— Begin —

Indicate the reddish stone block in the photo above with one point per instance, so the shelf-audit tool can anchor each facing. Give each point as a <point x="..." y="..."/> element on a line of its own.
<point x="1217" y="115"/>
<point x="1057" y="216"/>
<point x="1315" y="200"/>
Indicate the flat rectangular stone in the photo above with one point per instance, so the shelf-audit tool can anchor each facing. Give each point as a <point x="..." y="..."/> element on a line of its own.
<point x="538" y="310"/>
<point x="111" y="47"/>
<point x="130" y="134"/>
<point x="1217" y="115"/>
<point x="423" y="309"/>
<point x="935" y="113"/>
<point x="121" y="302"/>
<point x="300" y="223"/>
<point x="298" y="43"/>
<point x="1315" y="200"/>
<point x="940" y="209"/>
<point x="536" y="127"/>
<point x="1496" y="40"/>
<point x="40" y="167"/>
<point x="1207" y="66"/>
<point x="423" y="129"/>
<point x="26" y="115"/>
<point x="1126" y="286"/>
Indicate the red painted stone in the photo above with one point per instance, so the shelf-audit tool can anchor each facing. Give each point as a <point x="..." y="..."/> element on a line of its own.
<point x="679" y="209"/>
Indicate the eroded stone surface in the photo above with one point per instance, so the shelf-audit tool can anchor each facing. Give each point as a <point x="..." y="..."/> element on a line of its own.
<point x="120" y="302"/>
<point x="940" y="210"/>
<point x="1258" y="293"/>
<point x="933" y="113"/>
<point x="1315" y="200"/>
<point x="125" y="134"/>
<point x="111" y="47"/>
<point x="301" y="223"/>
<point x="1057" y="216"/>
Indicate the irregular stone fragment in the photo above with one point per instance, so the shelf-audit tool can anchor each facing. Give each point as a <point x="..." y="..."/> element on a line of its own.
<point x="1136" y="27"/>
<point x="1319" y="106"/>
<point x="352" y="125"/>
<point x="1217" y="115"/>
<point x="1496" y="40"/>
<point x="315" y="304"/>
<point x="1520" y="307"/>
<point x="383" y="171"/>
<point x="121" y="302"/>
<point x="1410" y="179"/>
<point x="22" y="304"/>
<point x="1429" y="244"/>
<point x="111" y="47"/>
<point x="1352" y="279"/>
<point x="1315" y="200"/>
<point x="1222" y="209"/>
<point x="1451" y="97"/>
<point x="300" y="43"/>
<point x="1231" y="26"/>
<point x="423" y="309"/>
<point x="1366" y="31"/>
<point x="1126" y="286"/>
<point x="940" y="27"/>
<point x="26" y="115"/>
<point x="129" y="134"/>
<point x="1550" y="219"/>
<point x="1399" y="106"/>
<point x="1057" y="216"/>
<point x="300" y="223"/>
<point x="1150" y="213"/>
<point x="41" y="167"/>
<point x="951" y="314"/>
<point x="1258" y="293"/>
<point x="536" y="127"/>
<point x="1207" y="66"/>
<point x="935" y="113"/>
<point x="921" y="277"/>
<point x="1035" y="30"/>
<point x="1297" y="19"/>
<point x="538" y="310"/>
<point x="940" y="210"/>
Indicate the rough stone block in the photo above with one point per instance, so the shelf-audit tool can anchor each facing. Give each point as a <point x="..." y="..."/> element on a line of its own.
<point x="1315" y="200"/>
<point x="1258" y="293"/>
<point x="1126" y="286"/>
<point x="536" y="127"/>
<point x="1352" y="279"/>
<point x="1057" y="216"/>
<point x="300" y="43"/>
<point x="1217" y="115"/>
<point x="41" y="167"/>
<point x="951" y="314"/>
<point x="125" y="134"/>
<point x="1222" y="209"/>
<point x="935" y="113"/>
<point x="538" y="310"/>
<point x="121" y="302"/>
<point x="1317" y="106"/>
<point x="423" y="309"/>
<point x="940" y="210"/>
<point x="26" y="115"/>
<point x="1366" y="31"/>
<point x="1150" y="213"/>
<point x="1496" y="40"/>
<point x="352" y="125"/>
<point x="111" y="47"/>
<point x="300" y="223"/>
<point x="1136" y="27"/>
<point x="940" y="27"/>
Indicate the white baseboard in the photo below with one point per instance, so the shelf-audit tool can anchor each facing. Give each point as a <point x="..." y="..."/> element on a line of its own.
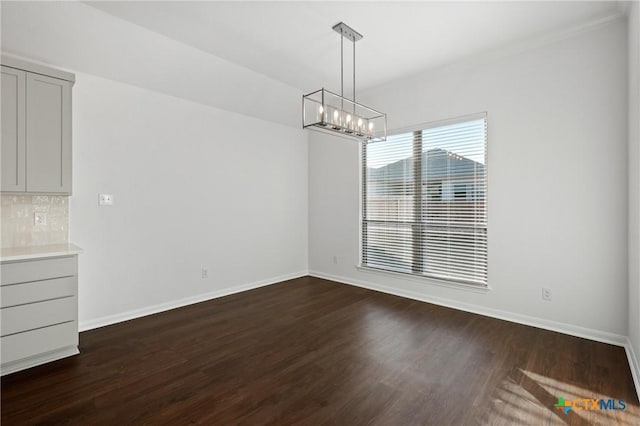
<point x="573" y="330"/>
<point x="149" y="310"/>
<point x="634" y="365"/>
<point x="32" y="361"/>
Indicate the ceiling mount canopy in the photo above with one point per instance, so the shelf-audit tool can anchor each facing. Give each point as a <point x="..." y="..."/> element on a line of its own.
<point x="332" y="113"/>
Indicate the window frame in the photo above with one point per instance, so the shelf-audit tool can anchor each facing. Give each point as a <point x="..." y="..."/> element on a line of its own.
<point x="444" y="282"/>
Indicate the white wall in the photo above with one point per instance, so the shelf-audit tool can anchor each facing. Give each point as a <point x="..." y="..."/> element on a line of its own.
<point x="634" y="186"/>
<point x="193" y="186"/>
<point x="557" y="182"/>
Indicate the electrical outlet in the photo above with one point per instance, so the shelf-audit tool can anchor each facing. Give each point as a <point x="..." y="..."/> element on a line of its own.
<point x="39" y="218"/>
<point x="105" y="199"/>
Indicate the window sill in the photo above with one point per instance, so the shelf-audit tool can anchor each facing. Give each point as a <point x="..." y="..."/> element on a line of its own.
<point x="426" y="280"/>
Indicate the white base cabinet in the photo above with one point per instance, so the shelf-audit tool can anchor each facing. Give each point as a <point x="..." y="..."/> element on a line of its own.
<point x="38" y="311"/>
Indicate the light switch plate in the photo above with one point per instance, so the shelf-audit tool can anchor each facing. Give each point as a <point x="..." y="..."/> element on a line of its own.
<point x="39" y="218"/>
<point x="105" y="199"/>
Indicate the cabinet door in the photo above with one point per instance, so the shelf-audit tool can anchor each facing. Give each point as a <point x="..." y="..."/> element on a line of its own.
<point x="13" y="129"/>
<point x="48" y="137"/>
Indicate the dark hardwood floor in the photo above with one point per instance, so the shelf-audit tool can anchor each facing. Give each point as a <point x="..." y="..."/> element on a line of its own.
<point x="311" y="351"/>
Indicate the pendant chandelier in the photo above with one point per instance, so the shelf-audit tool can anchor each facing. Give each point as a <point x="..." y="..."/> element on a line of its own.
<point x="332" y="113"/>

— End —

» TASK PROMPT
Reproduce the material word for word, minus the images.

» TASK ANSWER
Indicate the reddish stone block in the photo above with one point per instance, so the shelf-audit tool can anchor each facing. Give each point as a <point x="..." y="..."/> element on a line of its own.
<point x="1217" y="115"/>
<point x="1057" y="216"/>
<point x="1315" y="200"/>
Indicate the flat rectangular stone in the photo above with one point per instance, so the shelf-audit tool can anchor each facing. Give each point as a <point x="..." y="..."/> element on a line of its own.
<point x="538" y="310"/>
<point x="111" y="47"/>
<point x="130" y="134"/>
<point x="1217" y="115"/>
<point x="423" y="309"/>
<point x="935" y="113"/>
<point x="121" y="302"/>
<point x="300" y="223"/>
<point x="298" y="43"/>
<point x="1315" y="200"/>
<point x="940" y="209"/>
<point x="536" y="127"/>
<point x="1496" y="40"/>
<point x="40" y="167"/>
<point x="1207" y="66"/>
<point x="423" y="129"/>
<point x="26" y="115"/>
<point x="1126" y="286"/>
Indicate the red painted stone in the photo above with one point per instance, so the shelf-audit tool can anchor each facing. Give each point as a <point x="..." y="..."/> element on a line of its own.
<point x="679" y="209"/>
Indicate the eroded stone surface in the photo above with one point per instance, so the shelf-audit tool can anchor each facing. Give each point as a <point x="..." y="..."/> element on a line of its own.
<point x="120" y="302"/>
<point x="940" y="210"/>
<point x="1258" y="293"/>
<point x="933" y="113"/>
<point x="1315" y="200"/>
<point x="125" y="134"/>
<point x="111" y="47"/>
<point x="301" y="223"/>
<point x="1057" y="216"/>
Indicate the irregular stone fragment in the photo above with one point per instance, so the shelf-audit tool can anchor each facing. Give each point as a <point x="..." y="..."/> element on a line of its own.
<point x="1136" y="27"/>
<point x="1319" y="106"/>
<point x="352" y="125"/>
<point x="1217" y="115"/>
<point x="1496" y="40"/>
<point x="315" y="304"/>
<point x="1520" y="307"/>
<point x="383" y="171"/>
<point x="121" y="302"/>
<point x="1410" y="179"/>
<point x="22" y="304"/>
<point x="1429" y="244"/>
<point x="111" y="47"/>
<point x="1352" y="279"/>
<point x="1315" y="200"/>
<point x="1222" y="209"/>
<point x="1451" y="97"/>
<point x="300" y="43"/>
<point x="1231" y="26"/>
<point x="423" y="309"/>
<point x="1366" y="31"/>
<point x="1126" y="286"/>
<point x="940" y="27"/>
<point x="26" y="115"/>
<point x="129" y="134"/>
<point x="1550" y="219"/>
<point x="1399" y="106"/>
<point x="1057" y="216"/>
<point x="300" y="223"/>
<point x="1150" y="213"/>
<point x="41" y="167"/>
<point x="951" y="314"/>
<point x="1258" y="293"/>
<point x="536" y="127"/>
<point x="1207" y="66"/>
<point x="935" y="113"/>
<point x="921" y="277"/>
<point x="1035" y="30"/>
<point x="1297" y="19"/>
<point x="538" y="310"/>
<point x="940" y="210"/>
Indicate the rough stone block in the photo above with one point per instance, so the shelf-audit tool can anchor each facing. Give each point as a <point x="..." y="..."/> element on a line of its own.
<point x="1315" y="200"/>
<point x="1258" y="293"/>
<point x="1126" y="286"/>
<point x="536" y="127"/>
<point x="1352" y="279"/>
<point x="1057" y="216"/>
<point x="300" y="43"/>
<point x="1217" y="115"/>
<point x="41" y="167"/>
<point x="951" y="314"/>
<point x="125" y="134"/>
<point x="1222" y="209"/>
<point x="935" y="113"/>
<point x="538" y="310"/>
<point x="121" y="302"/>
<point x="1317" y="106"/>
<point x="423" y="309"/>
<point x="940" y="210"/>
<point x="26" y="115"/>
<point x="1366" y="31"/>
<point x="1150" y="213"/>
<point x="1496" y="40"/>
<point x="352" y="125"/>
<point x="111" y="47"/>
<point x="300" y="223"/>
<point x="1136" y="27"/>
<point x="940" y="27"/>
Indicate the white baseboard in the photo below with one point per instance, so the shelf-audit tool can anchor each facing. Give each point as a <point x="..." y="..."/> element on a line of its own.
<point x="573" y="330"/>
<point x="149" y="310"/>
<point x="634" y="365"/>
<point x="32" y="361"/>
Indicate the ceiling mount canopy in the photo above with one point per instance, so the shelf-audit tool can anchor each facing. Give each point as a <point x="..." y="..."/> element on a line of its own.
<point x="332" y="113"/>
Indicate the window frame in the photo above with one point per instance, so the shelf-audit tool can anchor each facing. Give each point as a <point x="..." y="..."/> element on a line of its own.
<point x="444" y="282"/>
Indicate the white wall in the photo above with one point per instance, so the shelf-audit tool can anchor each facing. Give each point as a <point x="..." y="..."/> element on a line of its own.
<point x="634" y="186"/>
<point x="193" y="186"/>
<point x="557" y="182"/>
Indicate the electrical outlet in the photo above with one point per instance, so the shelf-audit tool can anchor each facing. Give each point as a <point x="..." y="..."/> element on a line of its own.
<point x="39" y="218"/>
<point x="105" y="199"/>
Indicate the window sill in the photo above with one point per instance, so the shelf-audit tool can anchor each facing. Give each point as a <point x="..." y="..."/> element on a line of its own.
<point x="426" y="280"/>
Indicate the white base cabinet in the photo above with one point per instance, so the shelf-audit tool can anchor each facing. Give each point as a <point x="..." y="..."/> element on a line of its own.
<point x="38" y="311"/>
Indicate the light switch plate in the photo above with one point per instance, so the shelf-audit tool can anchor each facing. Give each point as a <point x="..." y="..."/> element on a line of its own.
<point x="39" y="218"/>
<point x="105" y="199"/>
Indicate the cabinet door in the photo above with one point per instance, so the shelf-audit tool can anchor each facing. Give each point as a <point x="..." y="..."/> element on a line of its own.
<point x="13" y="129"/>
<point x="48" y="137"/>
Indicate the dark hardwood floor in the photo above with one point per instance, so the shelf-audit tool can anchor each facing. Give each point as a <point x="..." y="..."/> element on a line of its own.
<point x="311" y="351"/>
Indicate the pendant chandelier in the photo above with one point per instance, so the shelf-audit tool can anchor each facing. Give each point as a <point x="..." y="..."/> element on a line of its own.
<point x="332" y="113"/>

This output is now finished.